Instructions to follow >> Rewrite the material below with every occurrence of "seed pod cluster" changed to "pine cone" and everything else left as it is.

******

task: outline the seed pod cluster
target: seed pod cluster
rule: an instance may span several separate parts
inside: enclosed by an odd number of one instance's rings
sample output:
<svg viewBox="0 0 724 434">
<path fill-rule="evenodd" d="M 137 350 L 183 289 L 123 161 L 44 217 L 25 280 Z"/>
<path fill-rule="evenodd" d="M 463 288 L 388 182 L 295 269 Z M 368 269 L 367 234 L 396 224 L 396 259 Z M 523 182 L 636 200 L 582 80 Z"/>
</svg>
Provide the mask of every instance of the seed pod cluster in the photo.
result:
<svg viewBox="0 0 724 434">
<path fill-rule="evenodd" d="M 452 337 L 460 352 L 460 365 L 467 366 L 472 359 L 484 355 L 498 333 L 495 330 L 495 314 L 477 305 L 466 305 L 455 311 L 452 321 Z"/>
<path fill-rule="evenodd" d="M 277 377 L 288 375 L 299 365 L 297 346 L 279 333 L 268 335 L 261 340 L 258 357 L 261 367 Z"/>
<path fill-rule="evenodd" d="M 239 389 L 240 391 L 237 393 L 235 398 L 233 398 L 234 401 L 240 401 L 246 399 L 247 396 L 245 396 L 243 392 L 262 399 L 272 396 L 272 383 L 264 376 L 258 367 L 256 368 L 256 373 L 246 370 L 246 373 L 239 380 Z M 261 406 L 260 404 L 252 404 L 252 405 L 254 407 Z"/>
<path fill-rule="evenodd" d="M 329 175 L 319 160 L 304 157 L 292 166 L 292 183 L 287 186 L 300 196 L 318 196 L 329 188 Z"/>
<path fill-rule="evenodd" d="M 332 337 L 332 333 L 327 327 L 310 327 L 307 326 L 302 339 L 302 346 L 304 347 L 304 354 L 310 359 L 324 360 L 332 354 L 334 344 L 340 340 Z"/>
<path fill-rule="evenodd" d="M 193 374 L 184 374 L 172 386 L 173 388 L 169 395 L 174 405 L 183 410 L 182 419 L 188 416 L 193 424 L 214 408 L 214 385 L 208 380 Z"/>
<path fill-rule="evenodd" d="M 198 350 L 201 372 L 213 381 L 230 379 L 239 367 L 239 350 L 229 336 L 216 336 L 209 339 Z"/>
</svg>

******

Complete answer >>
task: outline the pine cone
target: pine cone
rule: an instance may span several separate parts
inside: enclosed by an odd number of one instance's rings
sample output:
<svg viewBox="0 0 724 434">
<path fill-rule="evenodd" d="M 137 350 L 183 289 L 123 161 L 44 217 L 25 280 Z"/>
<path fill-rule="evenodd" d="M 463 288 L 388 182 L 295 269 Z M 368 269 L 367 234 L 396 224 L 396 259 Z M 523 182 L 636 200 L 582 80 Z"/>
</svg>
Provide the mask of every instance of the pine cone in the photo.
result:
<svg viewBox="0 0 724 434">
<path fill-rule="evenodd" d="M 452 337 L 460 352 L 460 365 L 467 366 L 472 359 L 484 355 L 498 333 L 495 330 L 495 314 L 477 305 L 466 305 L 455 311 L 452 321 Z"/>
<path fill-rule="evenodd" d="M 277 377 L 288 375 L 299 365 L 297 346 L 279 333 L 268 335 L 261 340 L 258 357 L 261 367 Z"/>
<path fill-rule="evenodd" d="M 239 389 L 240 391 L 237 393 L 235 398 L 233 398 L 234 401 L 240 401 L 246 399 L 247 396 L 245 396 L 243 392 L 262 399 L 272 396 L 272 383 L 264 376 L 258 367 L 256 368 L 256 373 L 246 370 L 246 373 L 239 380 Z M 261 406 L 260 404 L 252 404 L 252 405 L 254 407 Z"/>
<path fill-rule="evenodd" d="M 329 175 L 319 160 L 304 157 L 292 166 L 292 183 L 287 186 L 300 196 L 318 196 L 329 188 Z"/>
<path fill-rule="evenodd" d="M 332 337 L 332 333 L 327 327 L 310 327 L 307 326 L 302 339 L 302 346 L 304 347 L 304 354 L 310 359 L 324 360 L 332 354 L 334 344 L 340 340 Z"/>
<path fill-rule="evenodd" d="M 193 374 L 184 374 L 172 386 L 173 388 L 169 395 L 174 405 L 183 410 L 182 419 L 188 416 L 193 424 L 214 408 L 214 385 L 208 380 Z"/>
<path fill-rule="evenodd" d="M 198 350 L 201 372 L 213 381 L 230 379 L 239 367 L 239 350 L 229 336 L 216 336 L 209 339 Z"/>
</svg>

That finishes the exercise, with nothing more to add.